Work to complete: Number the lines of the data entries as a list, from the first line through the line containing "[471, 289, 545, 322]", both included. Omit blank lines.

(Data entries)
....

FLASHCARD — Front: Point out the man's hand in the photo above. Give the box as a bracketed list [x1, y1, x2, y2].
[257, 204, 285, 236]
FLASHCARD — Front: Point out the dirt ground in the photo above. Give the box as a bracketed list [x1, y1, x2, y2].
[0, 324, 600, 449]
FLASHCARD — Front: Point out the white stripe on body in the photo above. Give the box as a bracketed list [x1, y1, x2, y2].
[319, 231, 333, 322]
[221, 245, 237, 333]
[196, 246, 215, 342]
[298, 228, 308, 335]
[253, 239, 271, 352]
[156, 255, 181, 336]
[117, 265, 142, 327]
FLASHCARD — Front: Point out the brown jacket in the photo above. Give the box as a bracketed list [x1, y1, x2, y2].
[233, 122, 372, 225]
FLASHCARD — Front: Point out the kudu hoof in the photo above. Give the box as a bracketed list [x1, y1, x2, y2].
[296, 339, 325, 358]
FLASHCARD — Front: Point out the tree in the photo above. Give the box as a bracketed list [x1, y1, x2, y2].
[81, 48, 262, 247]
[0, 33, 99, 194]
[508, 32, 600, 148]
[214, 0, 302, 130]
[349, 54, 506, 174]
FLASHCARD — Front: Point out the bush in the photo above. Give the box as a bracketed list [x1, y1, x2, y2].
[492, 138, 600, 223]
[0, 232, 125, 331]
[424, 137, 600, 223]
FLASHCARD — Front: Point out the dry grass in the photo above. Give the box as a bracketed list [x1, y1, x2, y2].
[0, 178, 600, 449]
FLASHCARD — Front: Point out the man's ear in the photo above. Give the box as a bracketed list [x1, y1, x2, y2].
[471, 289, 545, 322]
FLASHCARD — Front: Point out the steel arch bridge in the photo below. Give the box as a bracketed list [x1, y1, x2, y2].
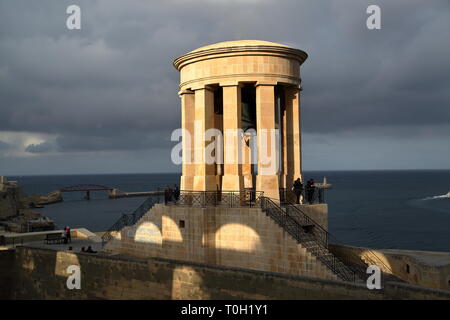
[59, 184, 114, 192]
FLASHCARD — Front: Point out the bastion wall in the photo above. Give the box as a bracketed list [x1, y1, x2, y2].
[0, 247, 450, 300]
[330, 245, 450, 290]
[106, 204, 337, 280]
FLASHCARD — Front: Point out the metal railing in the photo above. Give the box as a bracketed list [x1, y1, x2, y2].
[283, 202, 393, 279]
[280, 187, 325, 204]
[261, 197, 357, 282]
[173, 190, 264, 208]
[102, 196, 161, 247]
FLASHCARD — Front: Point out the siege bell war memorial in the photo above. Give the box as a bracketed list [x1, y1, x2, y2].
[0, 40, 450, 299]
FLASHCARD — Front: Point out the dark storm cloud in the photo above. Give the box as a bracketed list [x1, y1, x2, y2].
[25, 141, 55, 153]
[0, 140, 12, 150]
[0, 0, 450, 160]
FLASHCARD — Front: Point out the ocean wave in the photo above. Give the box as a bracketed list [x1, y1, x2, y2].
[421, 191, 450, 200]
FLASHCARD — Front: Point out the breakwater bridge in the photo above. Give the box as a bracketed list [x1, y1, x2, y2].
[58, 184, 164, 200]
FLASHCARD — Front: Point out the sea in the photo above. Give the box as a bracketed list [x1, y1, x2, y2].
[8, 170, 450, 252]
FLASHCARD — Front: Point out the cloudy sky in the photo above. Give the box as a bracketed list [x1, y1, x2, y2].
[0, 0, 450, 175]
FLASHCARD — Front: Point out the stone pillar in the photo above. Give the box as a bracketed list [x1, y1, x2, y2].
[280, 87, 286, 190]
[179, 90, 195, 190]
[222, 84, 244, 191]
[256, 82, 280, 199]
[242, 135, 254, 189]
[193, 87, 217, 191]
[285, 86, 303, 190]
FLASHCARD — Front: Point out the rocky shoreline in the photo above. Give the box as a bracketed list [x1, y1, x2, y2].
[0, 177, 56, 233]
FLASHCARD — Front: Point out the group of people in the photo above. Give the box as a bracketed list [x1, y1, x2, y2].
[81, 246, 97, 253]
[164, 184, 180, 205]
[292, 178, 316, 204]
[61, 226, 72, 244]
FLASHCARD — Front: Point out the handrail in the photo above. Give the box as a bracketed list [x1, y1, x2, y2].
[286, 202, 393, 274]
[261, 197, 356, 282]
[172, 190, 264, 208]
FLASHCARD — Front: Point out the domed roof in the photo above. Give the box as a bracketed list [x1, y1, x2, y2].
[173, 40, 308, 70]
[189, 40, 292, 53]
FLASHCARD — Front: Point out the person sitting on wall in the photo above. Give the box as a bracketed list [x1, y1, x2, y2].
[164, 186, 169, 206]
[292, 178, 303, 204]
[306, 179, 316, 204]
[173, 184, 180, 201]
[86, 246, 97, 253]
[64, 226, 72, 243]
[61, 230, 67, 244]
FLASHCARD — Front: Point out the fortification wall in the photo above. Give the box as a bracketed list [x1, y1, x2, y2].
[0, 187, 19, 219]
[107, 204, 337, 279]
[0, 247, 450, 299]
[0, 249, 15, 300]
[330, 245, 450, 290]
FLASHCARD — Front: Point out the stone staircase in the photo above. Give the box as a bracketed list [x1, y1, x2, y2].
[261, 197, 361, 282]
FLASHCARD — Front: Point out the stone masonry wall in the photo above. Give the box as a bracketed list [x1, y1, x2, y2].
[0, 247, 450, 300]
[331, 245, 450, 290]
[107, 204, 337, 279]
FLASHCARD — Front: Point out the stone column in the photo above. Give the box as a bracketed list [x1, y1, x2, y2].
[242, 135, 254, 189]
[285, 86, 303, 190]
[193, 87, 217, 191]
[280, 87, 290, 190]
[178, 90, 195, 190]
[221, 84, 244, 191]
[256, 82, 280, 199]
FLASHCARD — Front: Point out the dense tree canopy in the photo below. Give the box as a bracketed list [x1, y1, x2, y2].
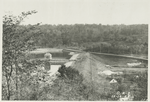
[22, 24, 148, 54]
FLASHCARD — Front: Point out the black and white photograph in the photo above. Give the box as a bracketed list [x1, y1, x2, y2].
[1, 0, 149, 101]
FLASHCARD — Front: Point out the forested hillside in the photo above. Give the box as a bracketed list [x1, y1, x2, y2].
[21, 24, 148, 54]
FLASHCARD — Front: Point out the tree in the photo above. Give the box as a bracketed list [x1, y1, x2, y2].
[2, 11, 39, 100]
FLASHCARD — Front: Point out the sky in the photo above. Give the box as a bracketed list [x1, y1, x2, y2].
[2, 0, 149, 25]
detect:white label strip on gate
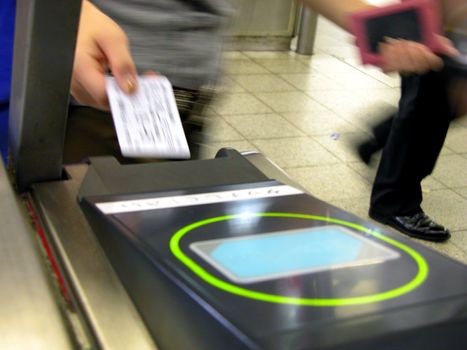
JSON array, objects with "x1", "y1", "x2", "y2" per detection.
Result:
[{"x1": 96, "y1": 185, "x2": 303, "y2": 214}]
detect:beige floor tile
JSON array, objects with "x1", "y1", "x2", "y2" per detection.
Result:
[
  {"x1": 242, "y1": 51, "x2": 299, "y2": 60},
  {"x1": 422, "y1": 189, "x2": 467, "y2": 231},
  {"x1": 445, "y1": 127, "x2": 467, "y2": 153},
  {"x1": 345, "y1": 58, "x2": 400, "y2": 88},
  {"x1": 452, "y1": 187, "x2": 467, "y2": 200},
  {"x1": 206, "y1": 117, "x2": 245, "y2": 142},
  {"x1": 255, "y1": 91, "x2": 325, "y2": 113},
  {"x1": 417, "y1": 238, "x2": 467, "y2": 264},
  {"x1": 329, "y1": 193, "x2": 370, "y2": 219},
  {"x1": 225, "y1": 114, "x2": 304, "y2": 140},
  {"x1": 433, "y1": 154, "x2": 467, "y2": 187},
  {"x1": 251, "y1": 137, "x2": 339, "y2": 168},
  {"x1": 319, "y1": 44, "x2": 359, "y2": 61},
  {"x1": 232, "y1": 74, "x2": 296, "y2": 92},
  {"x1": 314, "y1": 133, "x2": 376, "y2": 162},
  {"x1": 279, "y1": 72, "x2": 345, "y2": 91},
  {"x1": 347, "y1": 161, "x2": 379, "y2": 184},
  {"x1": 286, "y1": 164, "x2": 370, "y2": 201},
  {"x1": 213, "y1": 93, "x2": 272, "y2": 115},
  {"x1": 219, "y1": 75, "x2": 246, "y2": 95},
  {"x1": 250, "y1": 57, "x2": 312, "y2": 74},
  {"x1": 281, "y1": 109, "x2": 356, "y2": 136},
  {"x1": 225, "y1": 59, "x2": 268, "y2": 75}
]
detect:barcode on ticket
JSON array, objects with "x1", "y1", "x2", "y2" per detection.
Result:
[{"x1": 107, "y1": 76, "x2": 190, "y2": 158}]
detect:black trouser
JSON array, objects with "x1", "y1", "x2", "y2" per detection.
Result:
[
  {"x1": 370, "y1": 72, "x2": 453, "y2": 215},
  {"x1": 63, "y1": 88, "x2": 213, "y2": 163}
]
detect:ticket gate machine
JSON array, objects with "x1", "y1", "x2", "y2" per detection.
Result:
[
  {"x1": 5, "y1": 0, "x2": 467, "y2": 350},
  {"x1": 80, "y1": 150, "x2": 467, "y2": 350}
]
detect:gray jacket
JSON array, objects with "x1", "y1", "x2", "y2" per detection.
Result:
[{"x1": 93, "y1": 0, "x2": 231, "y2": 89}]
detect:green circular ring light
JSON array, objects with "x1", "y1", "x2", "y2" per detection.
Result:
[{"x1": 170, "y1": 212, "x2": 428, "y2": 307}]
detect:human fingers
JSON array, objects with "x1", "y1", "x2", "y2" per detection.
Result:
[
  {"x1": 70, "y1": 52, "x2": 109, "y2": 111},
  {"x1": 96, "y1": 31, "x2": 137, "y2": 94}
]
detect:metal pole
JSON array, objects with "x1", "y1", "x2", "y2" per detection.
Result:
[
  {"x1": 9, "y1": 0, "x2": 81, "y2": 191},
  {"x1": 296, "y1": 5, "x2": 318, "y2": 55}
]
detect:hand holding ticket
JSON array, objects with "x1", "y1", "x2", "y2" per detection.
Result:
[{"x1": 107, "y1": 76, "x2": 190, "y2": 159}]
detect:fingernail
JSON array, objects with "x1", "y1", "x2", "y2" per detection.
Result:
[{"x1": 125, "y1": 75, "x2": 137, "y2": 94}]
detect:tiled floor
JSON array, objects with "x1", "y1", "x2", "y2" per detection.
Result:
[{"x1": 206, "y1": 19, "x2": 467, "y2": 263}]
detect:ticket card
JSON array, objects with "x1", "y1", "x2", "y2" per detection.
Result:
[{"x1": 106, "y1": 76, "x2": 190, "y2": 159}]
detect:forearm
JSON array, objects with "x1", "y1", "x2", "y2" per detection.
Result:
[{"x1": 299, "y1": 0, "x2": 375, "y2": 31}]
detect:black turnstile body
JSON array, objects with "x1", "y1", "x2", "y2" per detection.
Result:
[{"x1": 81, "y1": 151, "x2": 467, "y2": 350}]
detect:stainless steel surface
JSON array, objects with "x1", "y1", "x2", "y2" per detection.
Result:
[
  {"x1": 9, "y1": 0, "x2": 81, "y2": 190},
  {"x1": 228, "y1": 0, "x2": 297, "y2": 51},
  {"x1": 230, "y1": 0, "x2": 296, "y2": 37},
  {"x1": 32, "y1": 165, "x2": 158, "y2": 350},
  {"x1": 296, "y1": 5, "x2": 318, "y2": 55},
  {"x1": 0, "y1": 162, "x2": 73, "y2": 350}
]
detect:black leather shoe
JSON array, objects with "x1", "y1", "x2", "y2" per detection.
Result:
[{"x1": 369, "y1": 210, "x2": 451, "y2": 242}]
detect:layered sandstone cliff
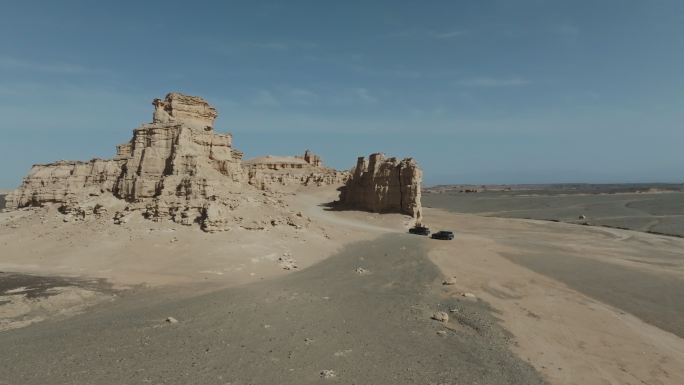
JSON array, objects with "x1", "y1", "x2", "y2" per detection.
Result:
[
  {"x1": 242, "y1": 150, "x2": 349, "y2": 190},
  {"x1": 6, "y1": 93, "x2": 421, "y2": 231},
  {"x1": 338, "y1": 153, "x2": 422, "y2": 223},
  {"x1": 7, "y1": 93, "x2": 300, "y2": 231}
]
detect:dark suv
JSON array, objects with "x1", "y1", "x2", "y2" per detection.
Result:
[
  {"x1": 409, "y1": 226, "x2": 430, "y2": 235},
  {"x1": 432, "y1": 230, "x2": 454, "y2": 241}
]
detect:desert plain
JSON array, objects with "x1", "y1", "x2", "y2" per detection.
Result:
[{"x1": 0, "y1": 186, "x2": 684, "y2": 384}]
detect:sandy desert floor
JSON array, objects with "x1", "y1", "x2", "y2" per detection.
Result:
[
  {"x1": 423, "y1": 190, "x2": 684, "y2": 237},
  {"x1": 0, "y1": 185, "x2": 684, "y2": 384}
]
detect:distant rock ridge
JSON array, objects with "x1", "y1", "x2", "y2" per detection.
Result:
[
  {"x1": 338, "y1": 153, "x2": 423, "y2": 223},
  {"x1": 242, "y1": 150, "x2": 349, "y2": 190},
  {"x1": 6, "y1": 92, "x2": 420, "y2": 231}
]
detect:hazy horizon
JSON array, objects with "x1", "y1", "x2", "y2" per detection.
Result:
[{"x1": 0, "y1": 0, "x2": 684, "y2": 189}]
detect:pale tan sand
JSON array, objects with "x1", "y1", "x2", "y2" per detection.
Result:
[
  {"x1": 0, "y1": 185, "x2": 684, "y2": 385},
  {"x1": 425, "y1": 209, "x2": 684, "y2": 385}
]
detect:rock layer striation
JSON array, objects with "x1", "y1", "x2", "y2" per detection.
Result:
[
  {"x1": 6, "y1": 93, "x2": 421, "y2": 231},
  {"x1": 338, "y1": 153, "x2": 422, "y2": 223}
]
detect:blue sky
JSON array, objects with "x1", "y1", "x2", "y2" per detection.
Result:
[{"x1": 0, "y1": 0, "x2": 684, "y2": 188}]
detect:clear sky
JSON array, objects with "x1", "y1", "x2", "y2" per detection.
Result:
[{"x1": 0, "y1": 0, "x2": 684, "y2": 188}]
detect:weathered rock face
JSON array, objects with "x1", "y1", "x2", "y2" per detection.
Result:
[
  {"x1": 7, "y1": 93, "x2": 245, "y2": 230},
  {"x1": 6, "y1": 93, "x2": 421, "y2": 232},
  {"x1": 338, "y1": 153, "x2": 422, "y2": 223},
  {"x1": 6, "y1": 159, "x2": 124, "y2": 209},
  {"x1": 242, "y1": 150, "x2": 349, "y2": 190}
]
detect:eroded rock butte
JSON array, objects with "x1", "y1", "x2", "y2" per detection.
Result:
[{"x1": 6, "y1": 93, "x2": 421, "y2": 232}]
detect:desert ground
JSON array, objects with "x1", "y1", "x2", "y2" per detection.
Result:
[
  {"x1": 423, "y1": 185, "x2": 684, "y2": 237},
  {"x1": 0, "y1": 188, "x2": 684, "y2": 384}
]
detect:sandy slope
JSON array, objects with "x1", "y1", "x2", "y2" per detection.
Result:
[
  {"x1": 426, "y1": 210, "x2": 684, "y2": 384},
  {"x1": 0, "y1": 189, "x2": 684, "y2": 384}
]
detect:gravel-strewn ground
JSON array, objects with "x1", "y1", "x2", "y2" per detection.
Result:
[{"x1": 0, "y1": 234, "x2": 543, "y2": 384}]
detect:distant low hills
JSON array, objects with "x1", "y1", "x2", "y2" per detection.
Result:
[{"x1": 423, "y1": 183, "x2": 684, "y2": 195}]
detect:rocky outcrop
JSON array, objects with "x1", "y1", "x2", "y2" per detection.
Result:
[
  {"x1": 6, "y1": 93, "x2": 421, "y2": 232},
  {"x1": 7, "y1": 93, "x2": 287, "y2": 231},
  {"x1": 6, "y1": 159, "x2": 124, "y2": 209},
  {"x1": 243, "y1": 150, "x2": 349, "y2": 190},
  {"x1": 338, "y1": 153, "x2": 422, "y2": 223}
]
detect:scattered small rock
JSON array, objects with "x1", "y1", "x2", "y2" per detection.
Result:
[
  {"x1": 431, "y1": 311, "x2": 449, "y2": 323},
  {"x1": 278, "y1": 252, "x2": 297, "y2": 270}
]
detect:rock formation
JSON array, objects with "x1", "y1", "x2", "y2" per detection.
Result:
[
  {"x1": 6, "y1": 93, "x2": 421, "y2": 232},
  {"x1": 338, "y1": 153, "x2": 422, "y2": 223},
  {"x1": 7, "y1": 93, "x2": 314, "y2": 231},
  {"x1": 242, "y1": 150, "x2": 349, "y2": 190}
]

....

Answer to this exercise:
1. FLASHCARD — Front: Point out the man's hand in the photo above. Give the box as a bracketed list [x1, y1, x2, y2].
2. [257, 204, 285, 236]
3. FLASHCARD — Front: Point out the dirt ground in the photo above. Give the box as a bracketed list [x1, y1, x2, y2].
4. [0, 324, 600, 449]
5. FLASHCARD — Front: Point out the white stripe on body in the photo above. Give the box as a bracketed list [x1, y1, x2, y2].
6. [319, 231, 333, 322]
7. [221, 245, 237, 333]
8. [196, 246, 215, 342]
9. [298, 228, 308, 335]
10. [253, 239, 271, 352]
11. [156, 255, 181, 336]
12. [117, 265, 142, 327]
13. FLASHCARD — Front: Point out the brown jacket in the photo above. Give the box as a bracketed list [x1, y1, x2, y2].
14. [233, 122, 372, 225]
15. FLASHCARD — Front: Point out the kudu hoof in the photo above. Give the box as a bracketed list [x1, y1, x2, y2].
16. [296, 339, 325, 358]
17. FLASHCARD — Front: Point out the tree in the photo above. Give the box as a bracketed list [x1, y1, x2, y2].
18. [81, 48, 262, 247]
19. [0, 33, 99, 194]
20. [508, 32, 600, 148]
21. [214, 0, 302, 130]
22. [349, 54, 506, 174]
23. FLASHCARD — Front: Point out the bush in the photo above. Give the box as a bracketed list [x1, y1, x2, y2].
24. [492, 138, 600, 223]
25. [0, 232, 125, 331]
26. [424, 137, 600, 223]
27. FLASHCARD — Front: Point out the dry grass in the photo above. Give the box as a bracketed list [x1, y1, x2, y2].
28. [0, 178, 600, 449]
29. FLASHCARD — Front: Point out the man's ear in the photo above. Give the box as a bracketed list [x1, y1, x2, y2].
30. [471, 289, 545, 322]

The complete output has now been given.